= DIRECTIVE A =
Which lines of the entries below contain the string "positive"? Copy each of them out, matching case exactly.

• • • • •

Last night the Young Icebreakers Committee were treated to a fascinating talk by former Minister Counsellor Zhou Xiaoming on the “New Normal”. We were hosted by our old friends the Bank of China and had a chance to visit their exhibition of 85 years of the Bank of China in London.
Minister Counsellor Zhou gave us good reasons why China was moving to a new normal of 6-7pc average growth over the next 10 years compared to 10pc growth in the previous 10 years. He felt the rate of growth would stay over 7pc for the current three years. But the trend is towards 6-7pc which is still a very fast expansion compared to all other nations.
He said that the cumulative effect of 7pc growth would produce a new UK economy every 3 years alone.
He said that too much credit had been issued to achieve this previous level of growth and too much state and local funds were being used to sustain growth with investment. This state and regional investment in infrastructure would continue at a lower level, because China had to build the new transport and communications infrastructure across Central and Western China, and the demands for infrastructure to support another 3-400 million moving into towns and cities. The demographic trend towards 200 million over 60 by 2020 also created costs which needed managing.

• • • • •

= DIRECTIVE B =
In the account of the talk on China's "New Normal," what average growth rate is China moving to over the next 10 years?

• • • • •

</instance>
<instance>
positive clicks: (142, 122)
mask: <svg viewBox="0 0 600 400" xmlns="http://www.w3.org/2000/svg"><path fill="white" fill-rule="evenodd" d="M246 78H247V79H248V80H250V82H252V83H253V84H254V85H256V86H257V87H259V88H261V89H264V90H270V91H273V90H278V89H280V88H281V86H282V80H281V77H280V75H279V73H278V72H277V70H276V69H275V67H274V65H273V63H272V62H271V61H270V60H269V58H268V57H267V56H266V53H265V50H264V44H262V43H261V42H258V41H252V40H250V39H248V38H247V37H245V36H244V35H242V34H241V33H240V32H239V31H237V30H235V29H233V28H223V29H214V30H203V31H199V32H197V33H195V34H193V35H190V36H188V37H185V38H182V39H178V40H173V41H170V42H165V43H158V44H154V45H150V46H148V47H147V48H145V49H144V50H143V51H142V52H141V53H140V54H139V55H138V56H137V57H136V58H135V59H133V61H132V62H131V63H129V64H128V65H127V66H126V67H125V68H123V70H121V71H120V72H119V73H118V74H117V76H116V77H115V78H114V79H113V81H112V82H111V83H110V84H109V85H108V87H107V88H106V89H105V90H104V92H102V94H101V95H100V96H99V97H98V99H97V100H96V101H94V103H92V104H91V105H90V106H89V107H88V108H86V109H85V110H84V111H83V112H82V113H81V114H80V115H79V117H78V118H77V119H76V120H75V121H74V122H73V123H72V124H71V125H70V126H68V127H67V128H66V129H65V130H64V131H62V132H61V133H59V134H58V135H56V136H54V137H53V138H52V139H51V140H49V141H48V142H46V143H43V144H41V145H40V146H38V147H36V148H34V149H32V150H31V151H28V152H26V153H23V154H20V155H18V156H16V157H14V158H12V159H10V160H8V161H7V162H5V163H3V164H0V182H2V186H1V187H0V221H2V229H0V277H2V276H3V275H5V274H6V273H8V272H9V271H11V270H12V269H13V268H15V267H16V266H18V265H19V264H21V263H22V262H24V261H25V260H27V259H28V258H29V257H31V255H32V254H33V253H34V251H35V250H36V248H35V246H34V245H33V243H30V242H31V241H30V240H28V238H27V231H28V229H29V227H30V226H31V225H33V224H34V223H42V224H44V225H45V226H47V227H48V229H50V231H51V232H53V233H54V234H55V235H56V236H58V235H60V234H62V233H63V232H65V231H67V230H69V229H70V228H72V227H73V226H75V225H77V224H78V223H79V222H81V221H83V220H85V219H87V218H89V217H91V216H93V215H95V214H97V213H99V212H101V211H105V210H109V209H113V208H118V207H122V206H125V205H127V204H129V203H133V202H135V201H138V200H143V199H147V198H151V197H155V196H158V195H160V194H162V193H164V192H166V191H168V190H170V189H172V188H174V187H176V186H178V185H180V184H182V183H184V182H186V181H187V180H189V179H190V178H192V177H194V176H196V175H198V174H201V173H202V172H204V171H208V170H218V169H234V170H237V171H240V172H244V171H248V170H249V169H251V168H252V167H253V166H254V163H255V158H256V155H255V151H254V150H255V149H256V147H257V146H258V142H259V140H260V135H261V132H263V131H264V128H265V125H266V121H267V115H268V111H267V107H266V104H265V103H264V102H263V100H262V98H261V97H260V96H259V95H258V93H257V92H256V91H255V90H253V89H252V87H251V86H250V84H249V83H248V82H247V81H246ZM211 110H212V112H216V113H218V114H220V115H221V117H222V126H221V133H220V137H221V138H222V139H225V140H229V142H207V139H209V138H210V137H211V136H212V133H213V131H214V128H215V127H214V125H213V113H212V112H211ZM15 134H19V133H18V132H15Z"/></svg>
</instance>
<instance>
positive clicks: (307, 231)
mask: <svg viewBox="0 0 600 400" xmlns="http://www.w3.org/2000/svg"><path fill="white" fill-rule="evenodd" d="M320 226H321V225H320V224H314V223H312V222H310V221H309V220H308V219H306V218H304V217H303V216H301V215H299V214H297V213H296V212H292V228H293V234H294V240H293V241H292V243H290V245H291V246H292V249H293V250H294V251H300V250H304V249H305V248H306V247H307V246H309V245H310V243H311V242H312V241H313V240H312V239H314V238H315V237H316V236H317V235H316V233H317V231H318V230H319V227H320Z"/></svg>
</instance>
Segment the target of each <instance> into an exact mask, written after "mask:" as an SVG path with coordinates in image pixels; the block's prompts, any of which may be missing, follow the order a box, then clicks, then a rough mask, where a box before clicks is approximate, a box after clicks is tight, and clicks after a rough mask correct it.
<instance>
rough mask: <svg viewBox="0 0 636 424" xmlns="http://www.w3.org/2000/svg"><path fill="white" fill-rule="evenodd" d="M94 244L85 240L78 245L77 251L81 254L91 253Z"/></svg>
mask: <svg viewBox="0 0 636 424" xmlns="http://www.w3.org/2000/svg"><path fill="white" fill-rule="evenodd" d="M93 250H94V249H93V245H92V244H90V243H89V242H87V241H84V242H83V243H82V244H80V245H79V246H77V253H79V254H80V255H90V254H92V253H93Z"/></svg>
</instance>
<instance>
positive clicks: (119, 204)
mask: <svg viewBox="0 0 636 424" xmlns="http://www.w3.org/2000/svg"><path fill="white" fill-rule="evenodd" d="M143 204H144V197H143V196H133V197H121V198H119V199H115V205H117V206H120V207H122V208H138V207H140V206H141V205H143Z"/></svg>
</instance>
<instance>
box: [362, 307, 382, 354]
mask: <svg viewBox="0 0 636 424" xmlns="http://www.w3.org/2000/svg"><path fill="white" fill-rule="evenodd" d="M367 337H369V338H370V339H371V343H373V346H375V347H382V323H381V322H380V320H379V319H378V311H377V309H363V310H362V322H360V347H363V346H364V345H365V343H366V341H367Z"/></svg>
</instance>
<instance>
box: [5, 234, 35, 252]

• • • • •

= TASK RESPONSE A =
positive clicks: (142, 122)
positive clicks: (307, 231)
positive clicks: (119, 204)

= TASK RESPONSE B =
6-7pc average growth.